### Given exercise A
Translate this sentence from the passage on courts and scientific evidence into Spanish: "In other words, courts would not permit experts to talk about theories and findings that were not typical for the scientific community."

--- Start of Article ---

American courts have shown undue deference to typical beliefs even in the case of scientific knowledge, an area where one would hope for a more searching truth-seeking methodology than mere nose counting. Until very recently, the test courts adopted for determining whether an expert could give an opinion on a scientific matter was whether the expert's methodology and conclusions were consistent with the consensus of the scientific community. In other words, courts would not permit experts to talk about theories and findings that were not typical for the scientific community. The courtroom doors were closed to cutting-edge iconoclasts--contemporary counterparts of Copernicus and Galileo were denied a voice in the high halls of justice. Opinions that did not conform to prevailing scientific paradigms and practices were essentially treated as "junk science." Such judicial genuflection to scientific orthodoxy has abated somewhat following the Supreme Court's 1993 Daubert decision, in which the Court rejected the "general acceptance" test for scientific evidence in federal courts. Nevertheless, the pitfalls of relying too heavily on conventional wisdom, "common sense," and hoary tradition in the search for truth can hardly be overstated.

--- End of Article ---
--- Start of Listed records ---

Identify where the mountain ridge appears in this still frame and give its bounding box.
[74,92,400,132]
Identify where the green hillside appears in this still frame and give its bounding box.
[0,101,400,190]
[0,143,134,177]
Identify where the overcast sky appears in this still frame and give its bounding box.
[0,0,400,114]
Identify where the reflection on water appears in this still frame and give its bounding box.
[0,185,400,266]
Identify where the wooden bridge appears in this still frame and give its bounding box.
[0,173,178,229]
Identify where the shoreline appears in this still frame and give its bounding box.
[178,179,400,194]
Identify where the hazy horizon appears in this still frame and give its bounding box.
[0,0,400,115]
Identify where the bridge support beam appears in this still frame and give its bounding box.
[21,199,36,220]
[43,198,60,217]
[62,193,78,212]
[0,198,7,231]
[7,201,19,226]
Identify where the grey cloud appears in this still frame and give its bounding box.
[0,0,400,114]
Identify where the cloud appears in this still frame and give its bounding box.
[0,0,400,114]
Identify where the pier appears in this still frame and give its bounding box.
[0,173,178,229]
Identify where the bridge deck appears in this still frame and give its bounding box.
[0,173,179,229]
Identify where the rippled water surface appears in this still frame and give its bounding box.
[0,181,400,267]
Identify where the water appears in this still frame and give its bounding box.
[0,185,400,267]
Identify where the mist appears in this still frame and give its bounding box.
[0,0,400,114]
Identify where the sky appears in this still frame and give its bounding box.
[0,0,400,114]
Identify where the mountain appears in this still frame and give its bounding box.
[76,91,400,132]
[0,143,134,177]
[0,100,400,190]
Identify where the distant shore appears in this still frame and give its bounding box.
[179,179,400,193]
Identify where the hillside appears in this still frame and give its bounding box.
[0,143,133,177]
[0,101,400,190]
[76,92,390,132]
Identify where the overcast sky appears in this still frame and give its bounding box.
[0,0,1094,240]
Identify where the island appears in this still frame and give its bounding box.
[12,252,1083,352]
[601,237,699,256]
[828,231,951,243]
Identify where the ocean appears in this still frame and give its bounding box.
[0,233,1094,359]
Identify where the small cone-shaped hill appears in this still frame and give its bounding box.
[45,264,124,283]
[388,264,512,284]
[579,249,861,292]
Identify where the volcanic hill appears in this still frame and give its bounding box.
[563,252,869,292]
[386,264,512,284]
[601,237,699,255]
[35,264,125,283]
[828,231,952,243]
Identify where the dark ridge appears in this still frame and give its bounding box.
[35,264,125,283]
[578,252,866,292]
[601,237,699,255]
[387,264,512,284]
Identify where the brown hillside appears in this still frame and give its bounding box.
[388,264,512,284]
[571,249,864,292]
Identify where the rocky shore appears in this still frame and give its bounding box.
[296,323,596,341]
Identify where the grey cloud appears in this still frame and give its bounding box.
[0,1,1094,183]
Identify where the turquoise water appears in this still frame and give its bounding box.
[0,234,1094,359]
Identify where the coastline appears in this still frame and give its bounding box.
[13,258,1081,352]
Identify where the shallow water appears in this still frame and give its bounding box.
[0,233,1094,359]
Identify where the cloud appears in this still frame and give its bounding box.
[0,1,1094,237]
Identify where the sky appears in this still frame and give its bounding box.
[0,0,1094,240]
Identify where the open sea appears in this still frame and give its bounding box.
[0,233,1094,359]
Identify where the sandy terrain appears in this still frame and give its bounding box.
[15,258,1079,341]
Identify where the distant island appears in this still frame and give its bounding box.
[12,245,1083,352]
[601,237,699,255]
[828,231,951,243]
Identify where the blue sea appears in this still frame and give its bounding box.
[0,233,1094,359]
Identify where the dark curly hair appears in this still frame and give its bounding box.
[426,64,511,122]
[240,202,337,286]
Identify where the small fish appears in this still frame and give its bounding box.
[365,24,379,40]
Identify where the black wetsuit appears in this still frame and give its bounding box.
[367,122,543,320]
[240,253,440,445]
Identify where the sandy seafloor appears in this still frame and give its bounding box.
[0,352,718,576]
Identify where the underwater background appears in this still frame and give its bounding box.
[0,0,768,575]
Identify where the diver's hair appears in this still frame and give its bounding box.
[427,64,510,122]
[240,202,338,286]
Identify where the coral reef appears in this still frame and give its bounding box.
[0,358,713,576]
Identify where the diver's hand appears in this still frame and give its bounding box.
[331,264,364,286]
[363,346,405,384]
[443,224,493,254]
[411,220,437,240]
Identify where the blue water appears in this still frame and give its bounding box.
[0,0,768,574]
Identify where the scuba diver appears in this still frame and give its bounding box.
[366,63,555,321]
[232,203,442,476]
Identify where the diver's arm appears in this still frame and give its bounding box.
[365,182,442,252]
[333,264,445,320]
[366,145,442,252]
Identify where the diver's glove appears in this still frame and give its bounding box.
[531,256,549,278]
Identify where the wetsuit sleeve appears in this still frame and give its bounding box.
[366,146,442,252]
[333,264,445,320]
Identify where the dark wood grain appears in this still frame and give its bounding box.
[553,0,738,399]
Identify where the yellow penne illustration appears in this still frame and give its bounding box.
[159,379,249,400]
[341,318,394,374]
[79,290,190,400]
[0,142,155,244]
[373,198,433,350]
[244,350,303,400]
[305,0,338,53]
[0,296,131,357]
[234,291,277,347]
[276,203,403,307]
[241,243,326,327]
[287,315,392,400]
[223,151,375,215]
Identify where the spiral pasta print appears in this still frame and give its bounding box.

--- End of Listed records ---

### Given exercise B
In the records, rewrite the stretch from the line containing "Identify where the ocean" through the line containing "[579,249,861,292]", putting "small conical hill" in place of "small cone-shaped hill" and keeping everything else the same.

### Task result A
En otras palabras, los tribunales no permitían que los peritos hablaran de teorías y hallazgos que no fueran típicos de la comunidad científica.

### Task result B
Identify where the ocean appears in this still frame and give its bounding box.
[0,233,1094,359]
Identify where the small conical hill appears in this still frame and give its bounding box.
[45,264,124,283]
[388,264,512,284]
[579,249,861,292]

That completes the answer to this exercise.